▶ WORK TO BE COMPLETED
Reproduce every one of the records below verbatim, line for line, with no changes.

▶ RECORD EXTRACTS
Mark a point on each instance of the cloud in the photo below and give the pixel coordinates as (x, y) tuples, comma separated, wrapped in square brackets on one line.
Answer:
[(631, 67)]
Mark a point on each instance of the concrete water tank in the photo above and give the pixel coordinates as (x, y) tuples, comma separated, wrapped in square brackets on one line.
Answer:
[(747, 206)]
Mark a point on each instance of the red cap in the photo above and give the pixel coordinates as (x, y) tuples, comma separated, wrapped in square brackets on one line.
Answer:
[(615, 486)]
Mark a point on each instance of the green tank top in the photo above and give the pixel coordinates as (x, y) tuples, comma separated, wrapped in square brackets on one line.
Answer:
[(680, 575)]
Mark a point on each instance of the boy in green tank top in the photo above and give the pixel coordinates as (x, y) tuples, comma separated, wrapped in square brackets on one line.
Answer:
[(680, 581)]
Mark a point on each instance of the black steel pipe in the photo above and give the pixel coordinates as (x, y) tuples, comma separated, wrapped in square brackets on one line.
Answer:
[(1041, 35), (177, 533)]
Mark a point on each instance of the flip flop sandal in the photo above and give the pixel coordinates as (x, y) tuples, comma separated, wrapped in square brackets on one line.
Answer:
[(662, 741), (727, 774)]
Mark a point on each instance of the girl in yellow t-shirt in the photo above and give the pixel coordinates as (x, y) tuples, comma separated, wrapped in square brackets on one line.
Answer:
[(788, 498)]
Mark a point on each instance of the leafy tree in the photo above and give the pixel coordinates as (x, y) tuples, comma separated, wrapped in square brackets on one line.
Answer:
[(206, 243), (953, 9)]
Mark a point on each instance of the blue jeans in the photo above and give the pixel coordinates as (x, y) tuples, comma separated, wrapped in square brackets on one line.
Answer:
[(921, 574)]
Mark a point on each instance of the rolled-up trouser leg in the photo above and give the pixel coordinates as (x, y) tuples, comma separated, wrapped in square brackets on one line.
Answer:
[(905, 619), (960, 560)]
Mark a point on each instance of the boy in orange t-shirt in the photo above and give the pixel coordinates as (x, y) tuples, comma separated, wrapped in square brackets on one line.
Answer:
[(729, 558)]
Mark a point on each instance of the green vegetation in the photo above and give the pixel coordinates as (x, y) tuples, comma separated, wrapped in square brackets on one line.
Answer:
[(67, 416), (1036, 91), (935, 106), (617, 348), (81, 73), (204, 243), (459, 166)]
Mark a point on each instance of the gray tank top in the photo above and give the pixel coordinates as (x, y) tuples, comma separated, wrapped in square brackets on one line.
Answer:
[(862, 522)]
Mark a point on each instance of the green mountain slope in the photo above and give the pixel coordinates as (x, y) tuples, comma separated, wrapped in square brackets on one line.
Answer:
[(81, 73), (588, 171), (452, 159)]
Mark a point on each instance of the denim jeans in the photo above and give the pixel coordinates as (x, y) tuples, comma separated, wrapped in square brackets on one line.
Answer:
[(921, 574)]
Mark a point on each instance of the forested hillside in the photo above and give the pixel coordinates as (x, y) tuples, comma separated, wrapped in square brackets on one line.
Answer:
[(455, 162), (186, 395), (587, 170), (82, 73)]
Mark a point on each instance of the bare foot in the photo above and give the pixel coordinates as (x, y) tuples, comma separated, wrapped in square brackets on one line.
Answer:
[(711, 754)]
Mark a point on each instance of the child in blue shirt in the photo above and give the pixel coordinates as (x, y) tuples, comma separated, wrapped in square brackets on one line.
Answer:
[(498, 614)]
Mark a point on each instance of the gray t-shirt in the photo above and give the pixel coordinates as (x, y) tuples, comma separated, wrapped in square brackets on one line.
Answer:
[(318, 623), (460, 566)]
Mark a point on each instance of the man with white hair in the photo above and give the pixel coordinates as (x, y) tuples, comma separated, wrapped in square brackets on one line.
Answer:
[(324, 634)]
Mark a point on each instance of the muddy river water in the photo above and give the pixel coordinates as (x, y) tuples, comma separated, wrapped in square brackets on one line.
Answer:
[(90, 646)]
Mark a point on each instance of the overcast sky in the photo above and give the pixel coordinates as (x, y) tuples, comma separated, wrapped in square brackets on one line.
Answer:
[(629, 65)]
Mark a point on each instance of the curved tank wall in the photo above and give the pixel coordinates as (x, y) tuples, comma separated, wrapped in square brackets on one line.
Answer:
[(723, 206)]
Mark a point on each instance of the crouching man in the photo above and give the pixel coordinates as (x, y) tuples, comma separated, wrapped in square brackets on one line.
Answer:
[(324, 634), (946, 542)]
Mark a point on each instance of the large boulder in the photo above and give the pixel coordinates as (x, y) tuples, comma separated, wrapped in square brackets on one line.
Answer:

▶ THE COMPLETED TASK
Mark a point on each instance of the cloud in the photo below and give the pixel coordinates as (x, y) tuples, comma separated, wrapped in square brackets on one line.
Answer:
[(631, 67)]
Mark a point on each instance of the concrete water tank in the photo above and give the pixel coordinates as (x, y) tuples, comma separated, wrapped in square brackets on one line.
Answer:
[(747, 206)]
Mark a point on each instance of the red cap in the photo above and give the pixel coordinates as (x, y) tuples, comma separated, wrapped in square brackets on one line.
Answer:
[(615, 486)]
Mark a point on each instance of the green tank top in the photo above and give the pixel coordinates as (x, y) tuples, comma separated, wrapped in square brackets on one line.
Answer:
[(680, 575)]
Mark a point on each instance of the boy in green tank top in the photo above and give the pixel coordinates as (x, y) tuples, comma separated, wrapped in square brackets on one line.
Answer:
[(680, 581)]
Mark a point on each instance of the black steel pipe in the photo above and give the pixel coordinates as (x, y) tuples, comma separated, wrapped in square brackets on one line.
Answer:
[(1041, 35), (177, 533)]
Mark a point on each instance of the flip flop sandal in the photo above and give the pixel coordinates as (x, y) tuples, comma separated, wrapped in square brackets on one line.
Answer:
[(662, 741), (727, 774)]
Mark a point on each instance of the girl in yellow t-shirt in the photo above and give the pixel coordinates as (x, y) tuples, comma separated, wrapped in square brackets on one line.
Answer:
[(788, 498)]
Mark a point on each instance of the leafy tree in the photo above and give the pixel coordinates as (x, y) tuples, comma separated, wrapped in square brackets on one line.
Answer:
[(206, 243), (953, 9)]
Mark a point on each instance of the blue jeans in the photo above and give the pixel coordinates as (x, y) tuples, comma separated, wrapped in square brackets on one line.
Answer:
[(921, 574)]
Mark a point on each instance of the rolled-up trouser leg in the photo above and give the pixel coordinates as (x, y) tuples, comma separated, wrapped in square brackets on one line.
Answer:
[(905, 619), (960, 560)]
Mark a point on each instance of the boy in orange t-shirt in the photo above and give the pixel coordinates as (x, y) tuples, comma separated, wrapped in square brackets on one line.
Answer:
[(729, 558)]
Mark a point on each instance of the green vegetation in the photo above and give the pixel coordinates as (x, y) tuples, comma separated, wrapped in square brackets on one line.
Answer:
[(67, 416), (1036, 91), (935, 106), (617, 348), (81, 73), (204, 243), (459, 166)]
Mark a point on each instance of the gray tank top in the photo above and give the pixel coordinates as (x, y) tuples, comma separated, wrapped in square brackets on one line.
Answer:
[(862, 522)]
Mark a point on each instance of the green mountain slope in the photo above and give the pixel coordinates as (x, y) tuples, comma separated, wrapped in square brackets on one line.
Answer:
[(81, 73), (588, 171), (452, 159)]
Mark a point on each instance of the denim jeans in the photo above and give the pixel coordinates as (x, y) tuples, comma separated, wrapped in square brackets on one line.
Answer:
[(921, 574)]
Mark a point on each instance of the forested hillside in the photo above and give the pixel coordinates as (x, y) tuples, comma separated, wrapped in square brackets on one line.
Answer:
[(455, 162), (186, 395), (587, 170), (82, 73)]
Mark a point on each instance of the bare foot in the photo above and give the pixel coordinates as (x, y) tuples, comma separated, wrapped in square brackets on one line.
Answer:
[(711, 754)]
Mark a point on each instance of the child in blue shirt in the photo above and give the pixel coordinates as (x, y) tuples, comma separated, wrapped in square brackets on one line.
Answer:
[(498, 614)]
Mark a point on each instance of the gray t-shirt in the photo above and give the pixel coordinates as (x, y) tuples, comma separated, wrapped in square brackets on one line.
Answer:
[(318, 623), (460, 566)]
Mark a point on each instance of the man with white hair in the photo above and give the pixel coordinates as (x, y) tuples, comma separated, wrapped in square brackets on one line.
Answer:
[(324, 634)]
Mark a point on each instance of the muddy river water in the photo above and give the pixel coordinates as (x, y) tuples, comma separated, wrapped in square brackets on one line.
Answer:
[(90, 646)]
Mark a point on each instance of the overcast sky in the photo above and give the pixel coordinates as (x, y) tuples, comma separated, wrapped in square brackets on one line.
Answer:
[(629, 65)]
Mark a point on each instance of the curved tank wall in the photo above and give the pixel coordinates as (x, y) tuples, comma separated, wrapped in square brackets on one line.
Answer:
[(723, 206)]
Mark a point on each instance of the crouching man in the photo above and give the pixel coordinates as (x, y) tuples, comma separated, wrapped in square brackets on one line.
Answer:
[(324, 634), (946, 542)]
Mark a point on each instance of the large boulder in the photo above and give the pixel coordinates as (x, y) tuples, comma separated, wrapped in square brackets on one line.
Answer:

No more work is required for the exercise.